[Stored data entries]
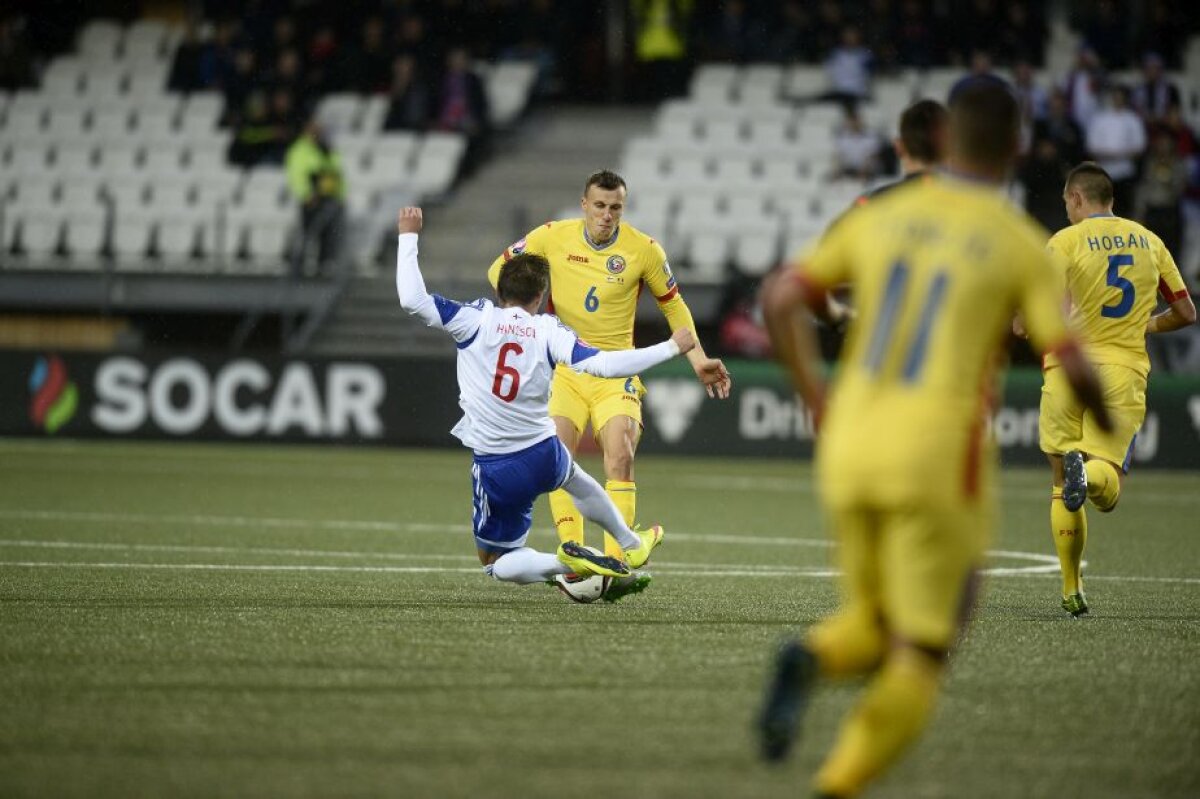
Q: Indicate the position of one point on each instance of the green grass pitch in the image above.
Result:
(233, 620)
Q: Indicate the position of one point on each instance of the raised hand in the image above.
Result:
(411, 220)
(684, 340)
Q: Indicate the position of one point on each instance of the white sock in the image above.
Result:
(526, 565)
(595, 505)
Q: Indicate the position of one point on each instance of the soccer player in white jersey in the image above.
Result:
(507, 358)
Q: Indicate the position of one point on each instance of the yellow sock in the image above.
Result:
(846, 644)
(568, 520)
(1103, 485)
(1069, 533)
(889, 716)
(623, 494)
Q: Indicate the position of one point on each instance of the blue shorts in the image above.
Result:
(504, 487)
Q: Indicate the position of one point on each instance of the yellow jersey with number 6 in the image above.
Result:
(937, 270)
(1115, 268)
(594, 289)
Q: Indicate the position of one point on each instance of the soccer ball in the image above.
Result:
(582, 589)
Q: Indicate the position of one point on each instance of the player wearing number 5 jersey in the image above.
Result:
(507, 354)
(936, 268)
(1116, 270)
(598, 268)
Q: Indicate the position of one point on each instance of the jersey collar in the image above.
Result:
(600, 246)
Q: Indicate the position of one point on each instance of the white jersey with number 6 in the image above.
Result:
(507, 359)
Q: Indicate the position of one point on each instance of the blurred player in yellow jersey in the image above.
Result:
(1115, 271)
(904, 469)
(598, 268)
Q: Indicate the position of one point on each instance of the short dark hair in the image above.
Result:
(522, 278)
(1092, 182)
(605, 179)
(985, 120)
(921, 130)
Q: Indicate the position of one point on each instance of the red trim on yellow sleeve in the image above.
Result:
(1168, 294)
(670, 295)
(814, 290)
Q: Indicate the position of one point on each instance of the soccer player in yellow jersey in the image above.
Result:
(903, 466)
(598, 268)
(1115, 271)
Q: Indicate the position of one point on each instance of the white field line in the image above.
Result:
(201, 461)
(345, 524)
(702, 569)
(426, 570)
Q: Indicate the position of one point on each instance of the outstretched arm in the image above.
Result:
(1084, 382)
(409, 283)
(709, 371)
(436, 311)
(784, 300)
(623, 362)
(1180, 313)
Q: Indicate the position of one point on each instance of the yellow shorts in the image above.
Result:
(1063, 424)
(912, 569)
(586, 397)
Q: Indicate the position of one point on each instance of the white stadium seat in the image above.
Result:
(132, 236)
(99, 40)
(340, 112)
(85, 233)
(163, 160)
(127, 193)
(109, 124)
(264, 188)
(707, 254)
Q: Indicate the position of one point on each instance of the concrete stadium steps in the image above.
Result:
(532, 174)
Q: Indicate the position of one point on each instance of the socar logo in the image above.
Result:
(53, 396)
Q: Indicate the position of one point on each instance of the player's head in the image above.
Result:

Directions =>
Give back the line containing "head in the image above." and all the lines after it through the end of the records, unchanged.

Problem solution =>
Q: Indicate the position of one point on each instance of the player's head in the image above.
Result:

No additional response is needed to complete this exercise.